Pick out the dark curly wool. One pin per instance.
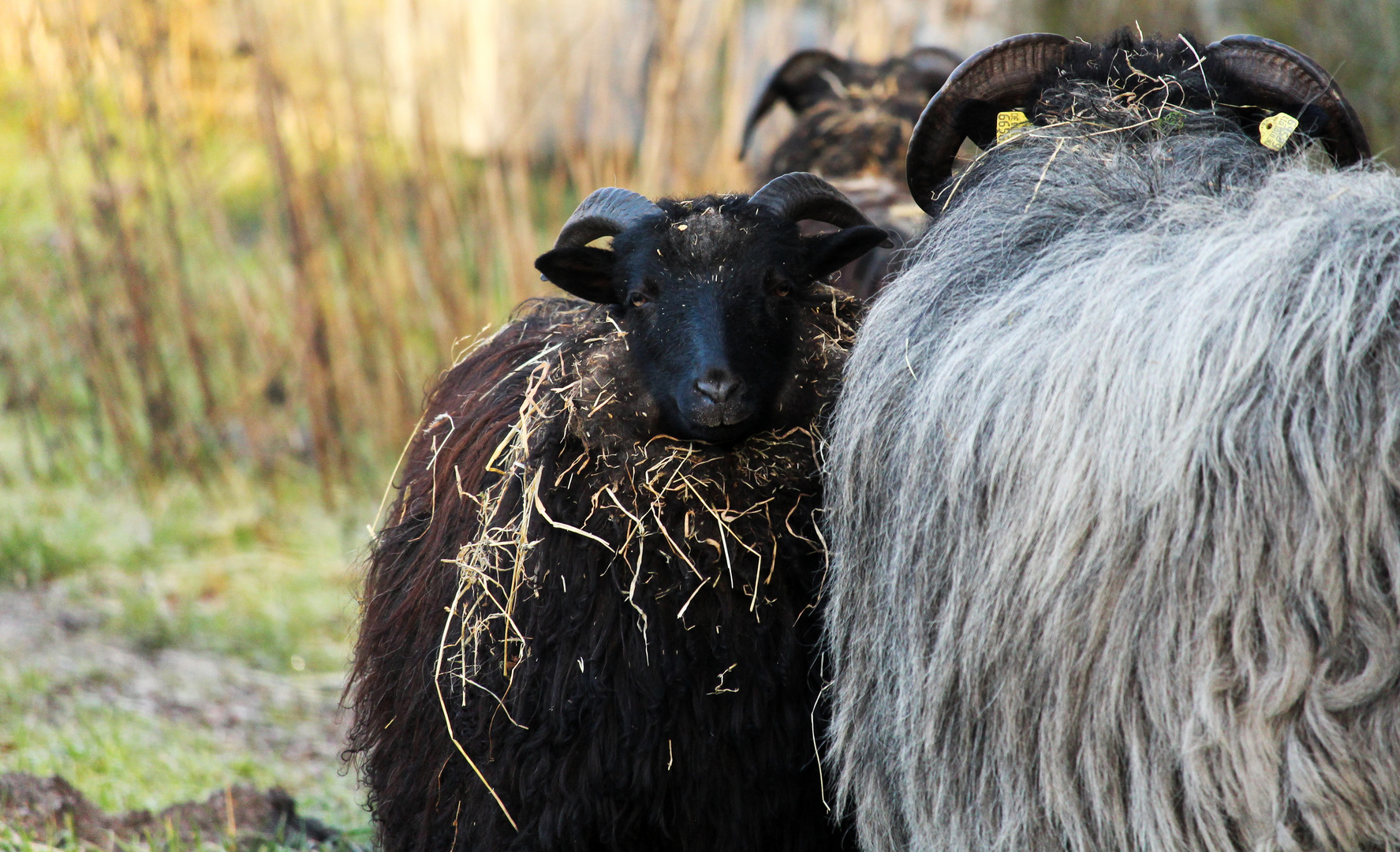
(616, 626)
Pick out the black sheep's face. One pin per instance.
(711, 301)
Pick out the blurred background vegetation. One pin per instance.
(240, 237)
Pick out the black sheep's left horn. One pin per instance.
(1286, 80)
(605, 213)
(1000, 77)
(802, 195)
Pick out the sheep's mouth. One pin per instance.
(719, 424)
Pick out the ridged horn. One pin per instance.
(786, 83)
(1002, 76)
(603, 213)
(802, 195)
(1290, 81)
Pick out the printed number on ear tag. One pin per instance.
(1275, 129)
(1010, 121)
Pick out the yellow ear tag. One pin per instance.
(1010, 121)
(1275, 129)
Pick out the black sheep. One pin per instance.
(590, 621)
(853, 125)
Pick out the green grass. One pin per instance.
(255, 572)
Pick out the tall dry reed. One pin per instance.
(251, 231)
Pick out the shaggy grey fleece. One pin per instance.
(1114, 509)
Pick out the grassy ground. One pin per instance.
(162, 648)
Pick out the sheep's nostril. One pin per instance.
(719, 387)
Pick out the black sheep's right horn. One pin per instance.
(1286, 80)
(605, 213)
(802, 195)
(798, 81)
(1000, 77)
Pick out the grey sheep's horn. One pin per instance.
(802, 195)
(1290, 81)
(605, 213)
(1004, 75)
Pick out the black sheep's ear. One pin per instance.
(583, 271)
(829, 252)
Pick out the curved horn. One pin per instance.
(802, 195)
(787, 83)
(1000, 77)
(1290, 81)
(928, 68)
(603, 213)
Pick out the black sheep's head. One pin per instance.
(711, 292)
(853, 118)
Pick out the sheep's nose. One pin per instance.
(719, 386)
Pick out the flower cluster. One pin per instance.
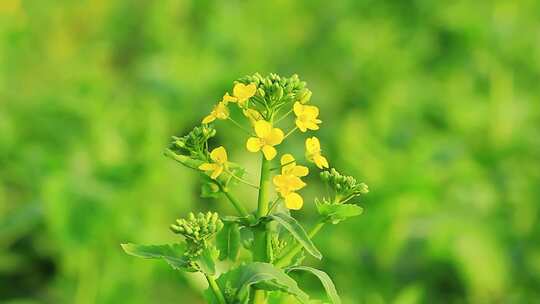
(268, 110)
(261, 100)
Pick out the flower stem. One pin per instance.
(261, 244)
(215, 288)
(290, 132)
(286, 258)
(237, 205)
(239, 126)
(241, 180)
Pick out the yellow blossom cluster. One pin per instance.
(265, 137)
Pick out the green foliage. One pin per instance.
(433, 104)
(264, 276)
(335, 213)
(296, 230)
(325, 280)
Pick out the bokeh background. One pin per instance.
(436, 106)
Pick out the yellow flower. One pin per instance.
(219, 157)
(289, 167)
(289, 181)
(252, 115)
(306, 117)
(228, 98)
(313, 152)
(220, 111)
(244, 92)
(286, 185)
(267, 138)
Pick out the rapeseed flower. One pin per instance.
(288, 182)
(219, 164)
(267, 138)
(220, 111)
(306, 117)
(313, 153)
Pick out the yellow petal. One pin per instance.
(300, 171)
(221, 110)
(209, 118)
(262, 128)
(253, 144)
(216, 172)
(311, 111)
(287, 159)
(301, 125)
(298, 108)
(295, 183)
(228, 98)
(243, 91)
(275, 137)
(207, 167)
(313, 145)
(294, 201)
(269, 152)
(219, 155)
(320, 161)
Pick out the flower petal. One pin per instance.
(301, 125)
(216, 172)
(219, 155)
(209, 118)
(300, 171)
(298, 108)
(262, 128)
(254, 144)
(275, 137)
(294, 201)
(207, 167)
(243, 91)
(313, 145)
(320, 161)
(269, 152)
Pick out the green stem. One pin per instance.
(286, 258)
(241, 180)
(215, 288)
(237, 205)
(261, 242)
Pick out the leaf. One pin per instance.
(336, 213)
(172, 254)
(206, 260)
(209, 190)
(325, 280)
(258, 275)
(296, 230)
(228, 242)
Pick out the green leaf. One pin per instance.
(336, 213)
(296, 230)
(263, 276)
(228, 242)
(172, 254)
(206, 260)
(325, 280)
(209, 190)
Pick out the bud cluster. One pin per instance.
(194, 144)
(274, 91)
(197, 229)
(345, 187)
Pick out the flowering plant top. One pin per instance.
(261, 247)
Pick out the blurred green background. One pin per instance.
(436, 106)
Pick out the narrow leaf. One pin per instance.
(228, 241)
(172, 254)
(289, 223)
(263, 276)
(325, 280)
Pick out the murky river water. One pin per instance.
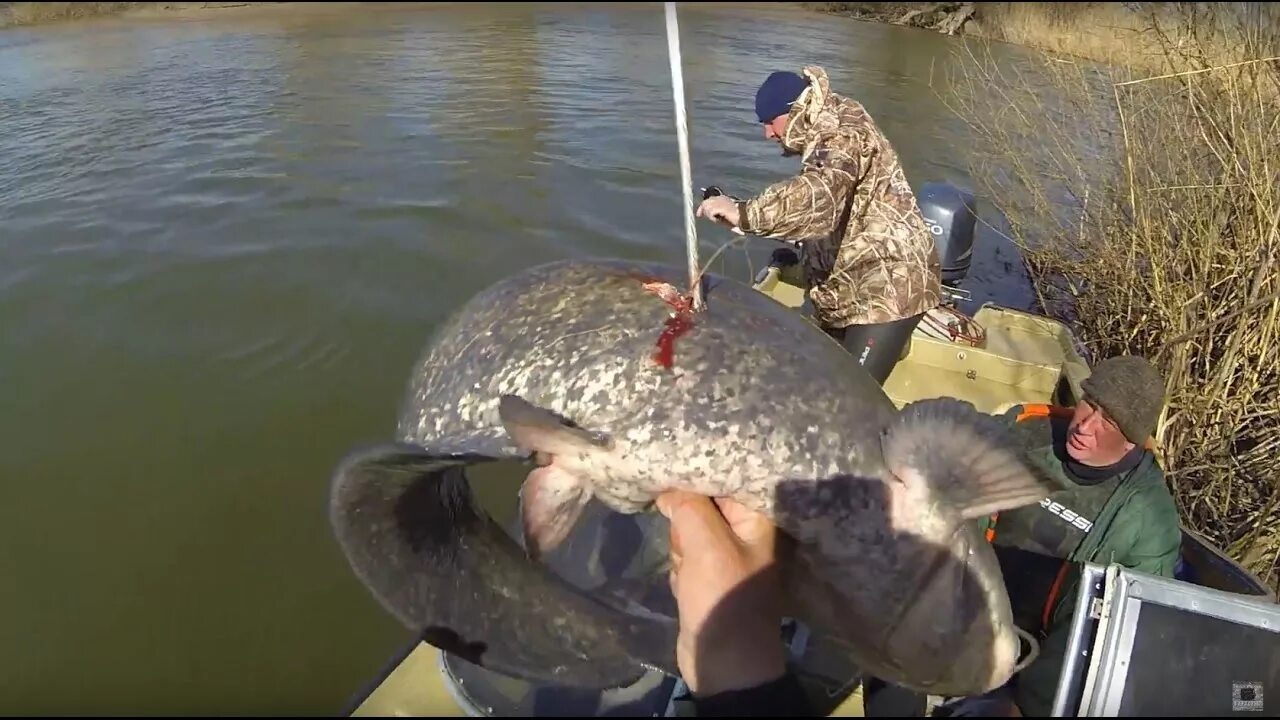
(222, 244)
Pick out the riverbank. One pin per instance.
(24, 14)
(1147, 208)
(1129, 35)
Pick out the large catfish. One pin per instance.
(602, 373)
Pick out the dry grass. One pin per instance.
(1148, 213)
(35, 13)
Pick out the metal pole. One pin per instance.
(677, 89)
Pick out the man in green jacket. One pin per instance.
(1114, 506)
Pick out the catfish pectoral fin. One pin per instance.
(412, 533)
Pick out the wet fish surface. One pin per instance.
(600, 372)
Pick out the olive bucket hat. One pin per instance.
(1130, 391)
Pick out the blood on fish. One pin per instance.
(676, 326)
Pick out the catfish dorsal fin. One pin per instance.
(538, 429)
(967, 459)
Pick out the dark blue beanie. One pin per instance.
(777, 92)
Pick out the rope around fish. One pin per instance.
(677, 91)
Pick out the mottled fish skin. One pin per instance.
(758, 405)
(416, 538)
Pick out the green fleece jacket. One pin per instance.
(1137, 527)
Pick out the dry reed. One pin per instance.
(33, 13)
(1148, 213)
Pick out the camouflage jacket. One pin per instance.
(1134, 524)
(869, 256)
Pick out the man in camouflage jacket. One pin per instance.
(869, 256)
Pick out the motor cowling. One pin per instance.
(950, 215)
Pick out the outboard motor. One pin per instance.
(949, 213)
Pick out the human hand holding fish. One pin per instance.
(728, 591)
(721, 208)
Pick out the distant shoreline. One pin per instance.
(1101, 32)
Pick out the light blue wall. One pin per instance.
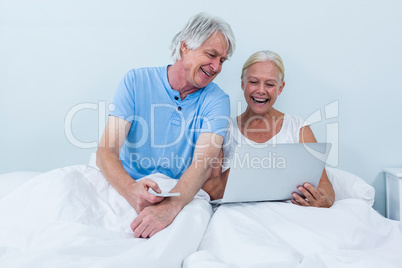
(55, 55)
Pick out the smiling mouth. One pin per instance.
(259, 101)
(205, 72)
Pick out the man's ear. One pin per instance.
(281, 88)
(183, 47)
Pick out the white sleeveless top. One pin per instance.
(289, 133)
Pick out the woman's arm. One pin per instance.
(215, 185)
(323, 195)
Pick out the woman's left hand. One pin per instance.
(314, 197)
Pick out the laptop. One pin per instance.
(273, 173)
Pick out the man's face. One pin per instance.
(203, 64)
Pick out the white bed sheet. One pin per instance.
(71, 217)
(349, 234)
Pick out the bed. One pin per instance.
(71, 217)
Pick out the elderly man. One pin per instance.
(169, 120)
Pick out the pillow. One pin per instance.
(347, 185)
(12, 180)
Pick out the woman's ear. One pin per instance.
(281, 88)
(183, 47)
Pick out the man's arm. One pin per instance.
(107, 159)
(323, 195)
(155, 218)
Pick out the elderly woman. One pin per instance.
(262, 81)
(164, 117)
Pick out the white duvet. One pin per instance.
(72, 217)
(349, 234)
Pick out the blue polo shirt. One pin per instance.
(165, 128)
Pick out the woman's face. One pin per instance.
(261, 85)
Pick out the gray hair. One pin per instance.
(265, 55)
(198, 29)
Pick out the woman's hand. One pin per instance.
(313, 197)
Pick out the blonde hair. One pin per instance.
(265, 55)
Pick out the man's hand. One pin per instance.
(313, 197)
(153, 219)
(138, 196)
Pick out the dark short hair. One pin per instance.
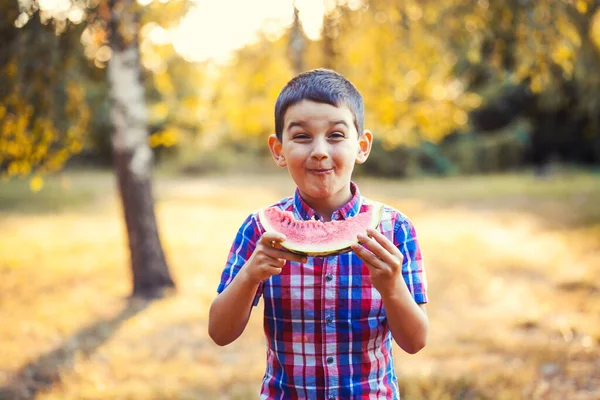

[TASK REQUIREMENTS] Rewrite all of the lines above with "black sheep" changed to "dark sheep" wherever it occurs and nothing else altered. Leave the pictures out of your answer.

[COMPLETED EXERCISE]
Pick out the dark curly wool. One pin per instance.
(616, 626)
Pick out the dark sheep's face. One pin per instance.
(711, 301)
Pick out the blurred background vegetation. One pin per instance.
(240, 237)
Pick out the dark sheep's left horn. One pin per instance.
(1286, 80)
(605, 213)
(1000, 77)
(802, 195)
Pick out the sheep's mouth. One pin per instance.
(719, 424)
Pick out the ridged horn. One pin per instance.
(786, 83)
(1002, 76)
(603, 213)
(802, 195)
(1290, 81)
Pick out the printed number on ear tag. One pin per instance.
(1275, 129)
(1010, 121)
Pick out the yellow ear tag. One pin per instance.
(1010, 121)
(1275, 129)
Pick out the dark sheep. One pin per instance.
(590, 621)
(853, 125)
Pick out the green grass. One pin per instance.
(255, 572)
Pick out the tall dry reed. One pin per instance.
(251, 231)
Pick out the shaggy grey fleece. One pin per instance.
(1114, 509)
Pick out the grassy ground. One pin per instance.
(162, 648)
Pick out the sheep's nostril. One pin per instance.
(719, 387)
Pick out the dark sheep's right horn. One pin per instance.
(1286, 80)
(605, 213)
(802, 195)
(798, 81)
(1000, 77)
Pick out the grey sheep's horn. One pin per instance.
(802, 195)
(1290, 81)
(605, 213)
(1004, 75)
Pick out the dark sheep's ear. One pin per instance.
(583, 271)
(829, 252)
Pick out the curved horn. One pin per instance.
(802, 195)
(787, 83)
(1000, 77)
(1290, 81)
(928, 68)
(603, 213)
Pick out the dark sheep's head. One pin per instance.
(711, 292)
(853, 118)
Pick out the sheep's nose. One pin per instance.
(719, 386)
Pick out the flower cluster. One pin per instance.
(268, 110)
(261, 100)
Pick out the flower stem. One pin per instance.
(261, 244)
(215, 288)
(290, 132)
(286, 258)
(237, 205)
(239, 126)
(241, 180)
Pick out the yellow blossom cluster. One pin per instance.
(265, 137)
Pick out the green foliage. One pin per instance.
(433, 104)
(264, 276)
(335, 213)
(296, 230)
(325, 280)
Pick out the bokeh background. One pin per instance.
(436, 106)
Pick out the yellow flower. One pin per instance.
(219, 157)
(289, 167)
(289, 181)
(252, 115)
(306, 117)
(228, 98)
(313, 152)
(220, 111)
(244, 92)
(286, 185)
(267, 138)
Pick out the rapeseed flower. One pin per instance.
(288, 182)
(219, 164)
(267, 138)
(220, 111)
(306, 117)
(313, 153)
Pick out the yellow petal. One pin per instance.
(300, 171)
(221, 110)
(209, 118)
(262, 128)
(253, 144)
(216, 172)
(311, 111)
(287, 159)
(301, 125)
(298, 108)
(295, 183)
(228, 98)
(243, 91)
(275, 137)
(207, 167)
(313, 145)
(294, 201)
(269, 152)
(219, 155)
(320, 161)
Pick out the flower petal. One pin per instance.
(301, 125)
(216, 172)
(219, 155)
(209, 118)
(300, 171)
(298, 108)
(262, 128)
(254, 144)
(275, 137)
(294, 201)
(207, 167)
(243, 91)
(313, 145)
(320, 161)
(269, 152)
Pick out the green stem. One pin per instance.
(286, 258)
(241, 180)
(215, 288)
(237, 205)
(261, 242)
Pick out the leaf. One pin per instance.
(336, 213)
(172, 254)
(206, 260)
(209, 190)
(325, 280)
(258, 275)
(296, 230)
(228, 242)
Pick out the green leaf. One pin per instance.
(336, 213)
(296, 230)
(263, 276)
(228, 242)
(172, 254)
(206, 260)
(325, 280)
(209, 190)
Pick out the bud cluster. One pin per instance.
(194, 144)
(274, 91)
(197, 229)
(345, 187)
Pick out the flowering plant top. One pin per instance.
(261, 247)
Pick out the blurred green background. One pin per instance.
(436, 106)
Pick out the narrow leaf. One pin per instance.
(228, 241)
(172, 254)
(289, 223)
(263, 276)
(325, 280)
Pick out the murky river water. One pin per instance.
(222, 244)
Pick out the riverbank. One pin per instance.
(24, 14)
(1147, 208)
(1129, 35)
Pick out the large catfish. One pin per instance.
(602, 373)
Pick out the dry grass. One pin per instance.
(1148, 213)
(35, 13)
Pick out the metal pole. One pin per instance.
(677, 89)
Pick out the man in green jacket. One pin per instance.
(1114, 506)
Pick out the catfish pectoral fin. One pin per instance.
(412, 533)
Pick out the wet fish surface. One pin per instance.
(600, 372)
Pick out the olive bucket hat. One pin per instance.
(1130, 391)
Pick out the blood on fish. One pin per instance.
(676, 326)
Pick out the catfish dorsal fin. One pin per instance.
(538, 429)
(967, 459)
Pick out the dark blue beanie. One pin per instance.
(777, 92)
Pick out the rope around fish. One pin per instance.
(677, 91)
Pick out the mottled fish skin. One pin per instance.
(758, 405)
(416, 538)
Pick out the green fleece jacket. One pin per instance.
(1137, 527)
Pick out the dry reed. One pin per instance.
(33, 13)
(1148, 213)
Pick out the camouflage jacket. One pin per instance.
(1134, 524)
(869, 256)
Pick out the man in camouflage jacket. One pin per instance.
(869, 256)
Pick out the motor cowling. One pin per instance.
(950, 215)
Pick out the outboard motor. One pin per instance.
(949, 213)
Pick out the human hand holding fish. One pin per instance.
(728, 591)
(721, 208)
Pick out the distant shoreline. One pin per instance.
(1101, 32)
Pick out the light blue wall. One pin per instance.
(55, 55)
Pick out the smiling mouth. One pin per instance.
(259, 101)
(205, 72)
Pick out the man's ear. One pin per instance.
(281, 88)
(183, 47)
Pick out the white sleeveless top. One pin per instance.
(289, 133)
Pick out the woman's arm. One pin per instance.
(215, 185)
(323, 195)
Pick out the woman's left hand. One pin per instance.
(314, 197)
Pick out the laptop. One pin per instance.
(273, 173)
Pick out the man's face. One pin per instance.
(203, 64)
Pick out the white bed sheet. One pin per instance.
(71, 217)
(349, 234)
Pick out the bed. One pin per instance.
(71, 217)
Pick out the elderly man. One pin per instance.
(169, 120)
Pick out the pillow. One pin per instance.
(347, 185)
(12, 180)
Pick out the woman's ear. One pin per instance.
(281, 88)
(183, 47)
Pick out the man's arm. One pin per instance.
(107, 159)
(323, 195)
(155, 218)
Pick out the elderly woman. One pin per instance.
(262, 81)
(164, 117)
Pick out the white duvet. One pin per instance.
(72, 217)
(349, 234)
Pick out the blue polo shirt. One pin per instance.
(165, 128)
Pick out the woman's face. One pin per instance.
(261, 85)
Pick out the gray hair. One pin per instance.
(265, 55)
(198, 29)
Pick out the woman's hand. One pin per instance.
(313, 197)
Pick out the blonde hair. One pin per instance.
(265, 55)
Pick out the man's hand. One pin per instance.
(313, 197)
(153, 219)
(138, 196)
Pick out the dark short hair. One pin per instance.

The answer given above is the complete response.